▸ YOUR INSTRUCTIONS
Please copy out the records word for word, from the line containing "Q: Locate the granite" through the end of the records, leaving out everything before that line.

··· INFORMATION GIVEN

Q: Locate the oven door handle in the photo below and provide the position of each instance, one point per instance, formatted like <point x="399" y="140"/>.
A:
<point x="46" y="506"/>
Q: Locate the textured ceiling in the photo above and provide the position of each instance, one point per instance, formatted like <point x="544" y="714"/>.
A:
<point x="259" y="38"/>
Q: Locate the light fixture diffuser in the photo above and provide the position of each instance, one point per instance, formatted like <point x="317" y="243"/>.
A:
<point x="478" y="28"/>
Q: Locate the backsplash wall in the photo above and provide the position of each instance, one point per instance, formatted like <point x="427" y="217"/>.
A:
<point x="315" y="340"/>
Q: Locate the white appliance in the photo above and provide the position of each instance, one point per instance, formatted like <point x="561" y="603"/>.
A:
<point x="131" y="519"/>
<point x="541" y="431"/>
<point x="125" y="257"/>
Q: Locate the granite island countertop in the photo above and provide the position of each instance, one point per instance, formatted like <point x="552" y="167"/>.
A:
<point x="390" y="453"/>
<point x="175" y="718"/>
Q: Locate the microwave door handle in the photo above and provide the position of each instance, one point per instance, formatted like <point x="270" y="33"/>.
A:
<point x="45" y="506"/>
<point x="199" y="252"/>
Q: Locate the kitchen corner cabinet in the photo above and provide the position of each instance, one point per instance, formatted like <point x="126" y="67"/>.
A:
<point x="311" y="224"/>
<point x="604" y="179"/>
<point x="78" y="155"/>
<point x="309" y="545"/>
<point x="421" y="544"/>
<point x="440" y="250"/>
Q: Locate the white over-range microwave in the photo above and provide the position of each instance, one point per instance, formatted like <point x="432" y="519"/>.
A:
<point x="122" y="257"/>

······

▸ ANSWER TO THE TASK
Q: Locate the granite island countertop in the photo above and provide the position of each instance, one point per instance, formatted like <point x="552" y="167"/>.
A:
<point x="390" y="453"/>
<point x="175" y="718"/>
Q: Locate the microwave door handle in the photo above and provide the position of each instance, one point per instance, formatted like <point x="270" y="33"/>.
A:
<point x="45" y="506"/>
<point x="199" y="252"/>
Q: Locate the kitchen corner cabinet in the photo above and provide the position of each instance, one point per instance, formatted like <point x="126" y="67"/>.
A:
<point x="311" y="224"/>
<point x="604" y="179"/>
<point x="78" y="155"/>
<point x="309" y="545"/>
<point x="421" y="544"/>
<point x="440" y="250"/>
Q: Locate the white over-range microwave in the photo above and provide the position of each instance, one point per instance, formatted like <point x="432" y="519"/>.
A:
<point x="122" y="257"/>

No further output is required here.